#### ACTIVITY
Return each entry below word for word, leaving out any image.

#### EXCERPTED RECORDS
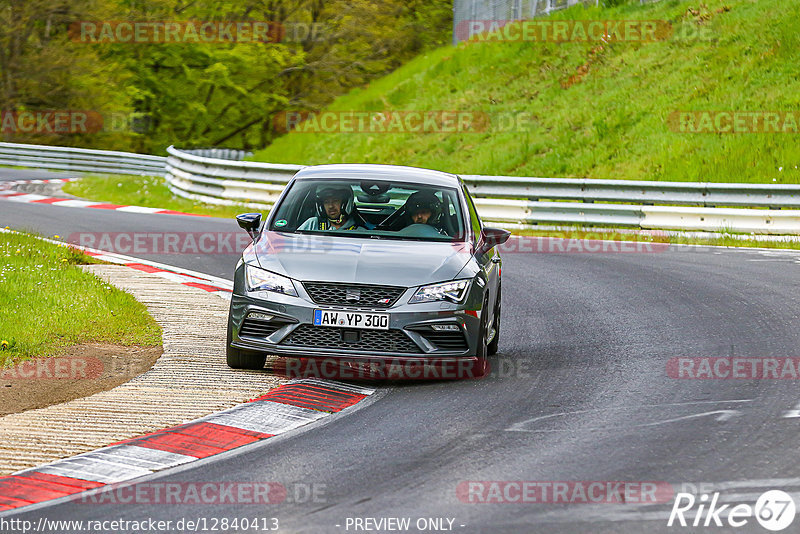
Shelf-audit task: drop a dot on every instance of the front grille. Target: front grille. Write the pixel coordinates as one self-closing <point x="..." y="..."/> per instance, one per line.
<point x="447" y="340"/>
<point x="259" y="328"/>
<point x="369" y="340"/>
<point x="368" y="295"/>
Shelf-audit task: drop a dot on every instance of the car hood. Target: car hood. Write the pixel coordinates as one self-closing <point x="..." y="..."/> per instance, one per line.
<point x="364" y="261"/>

#### ANSWER AREA
Shelf-audit task: drop a dot on every instance of the front grille. Target: front grille. Write the pixel coordinates as one self-closing <point x="..." y="..."/> per instance, one per line.
<point x="447" y="340"/>
<point x="259" y="328"/>
<point x="369" y="340"/>
<point x="368" y="295"/>
Shelf-audit task: drop a dot on every instance of the car hood. Target: car hood. Write the pixel coordinates as one self-closing <point x="..." y="..."/> per instance, one per line.
<point x="364" y="261"/>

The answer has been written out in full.